■ Article:
◇ ◇ ◇ ◇ ◇

IN FIRST DEMONSTRATIONS OF 'TELE-IMMERSION,'
PARTICIPANTS MANY MILES APART FEEL AS IF THEY'RE SITTING IN
THE SAME ROOM
PHILADELPHIA - By marrying telecommunications and technology
similar to that used in 3D movies, computer scientists have
orchestrated a session where participants sitting in different
states feel as if they're chatting in the same room. This
first successful demonstration of this technique, known as
"tele-immersion," was accomplished by researchers at the University
of Pennsylvania, the University
of North Carolina at Chapel Hill,
Brown University and Advanced
Network and Services, a nonprofit firm in Armonk, N.Y.
As reported in the Inquirer article,
'What new millennium may bring',
tele-immersion may replace videoconferencing. Kostas
Daniilidis, Ph.D., Penn's group leader on the
National Tele-Immersion Initiative, said that unlike conventional
videoconferencing, tele-immersion all but teleports faraway places into
the here and now.
"While videoconferencing results in two-dimensional images on a screen,
in tele-immersion the screen becomes a window allowing access to a site
far away," said Daniilidis, an assistant professor of computer and information
science at Penn. "The person with whom you're speaking is projected life-size
in three dimensions - you can even peer behind him or her."
Daniilidis and his NTII colleagues say tele-immersion has the potential
to revolutionize the way people communicate, allowing people on opposite
ends of the country or world to feel temporarily as if they're in each
other's presence. Expert surgeons thousands of miles away could be reassuringly
present in an operating room to offer counsel, actors in New York and
Los Angeles could rehearse together and distance learning could become
as real and en-gaging as a traditional classroom experience. Executives
or researchers on different continents could hold face-to-face meetings
without ever boarding a jet.
Key to tele-immersion's realistic feel are a hemispherical bank of digital
cameras to capture participants from a variety of angles and tracking
gear worn on their heads. Combined with polarized glasses much like those
worn at 3D movies, the setup creates subtly different images in each eye
- much as our eyes do in daily life. Working from this sensory input,
the brain is able to recreate the three-dimensional "telepresence" of
a person actually sitting in a distant studio.
"Tele-immersion essentially takes comprehensive, real-time measures of
a person and his surroundings," Daniilidis said, "and conveys that information
directly to the senses of a person far away."

◇ ◇ ◇ ◇ ◇

■ Data provided:
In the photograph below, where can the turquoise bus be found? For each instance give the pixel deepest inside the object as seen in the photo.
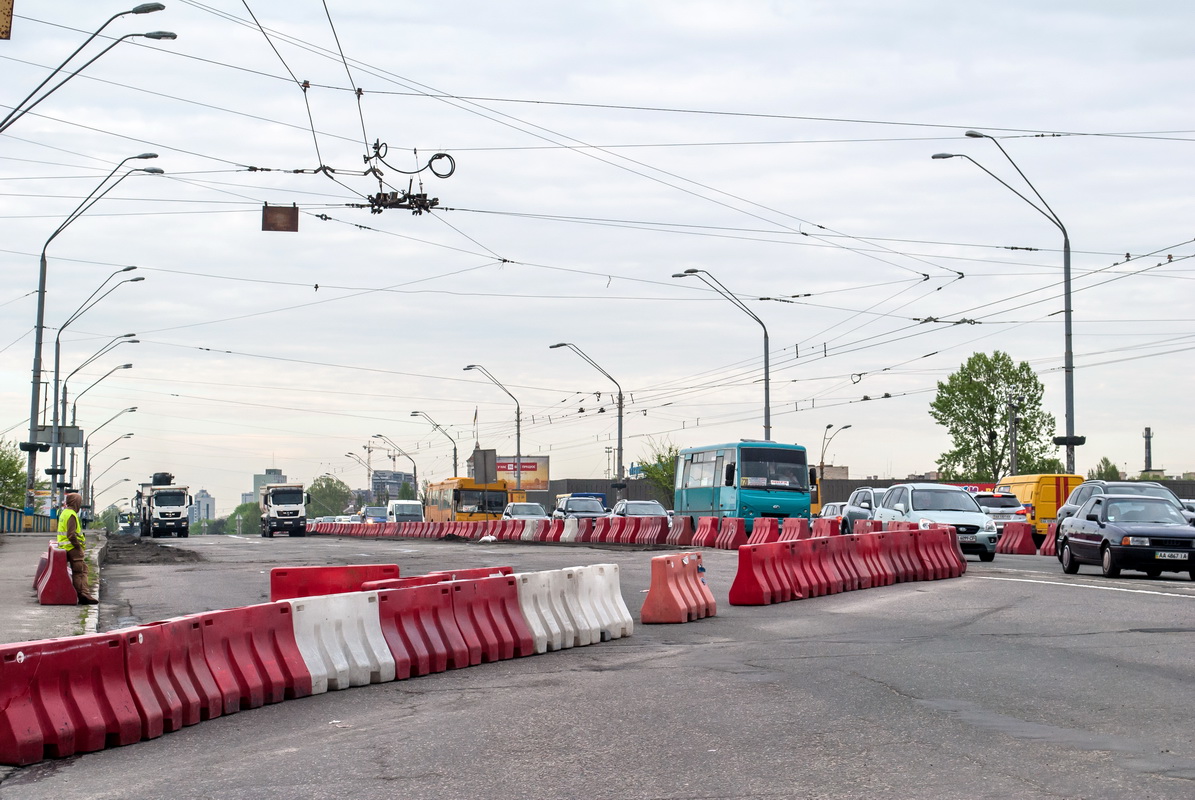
(747, 478)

◇ ◇ ◇ ◇ ◇

■ Problems and tasks:
A – Answer each question from the tele-immersion article:
(i) In what town is Advanced Network and Services located?
(ii) What is Daniilidis's academic position at Penn?
(iii) What do participants wear on their heads?
B – Translate this sentence from the tele-immersion article into Spanish: "Executives or researchers on different continents could hold face-to-face meetings without ever boarding a jet."
You can set the lines aside; they aren't needed here.

■ Answers to the exercises:
A –
(i) Armonk, N.Y.
(ii) Assistant professor of computer and information science
(iii) Tracking gear

B – Ejecutivos o investigadores en distintos continentes podrían celebrar reuniones cara a cara sin siquiera subir a un avión.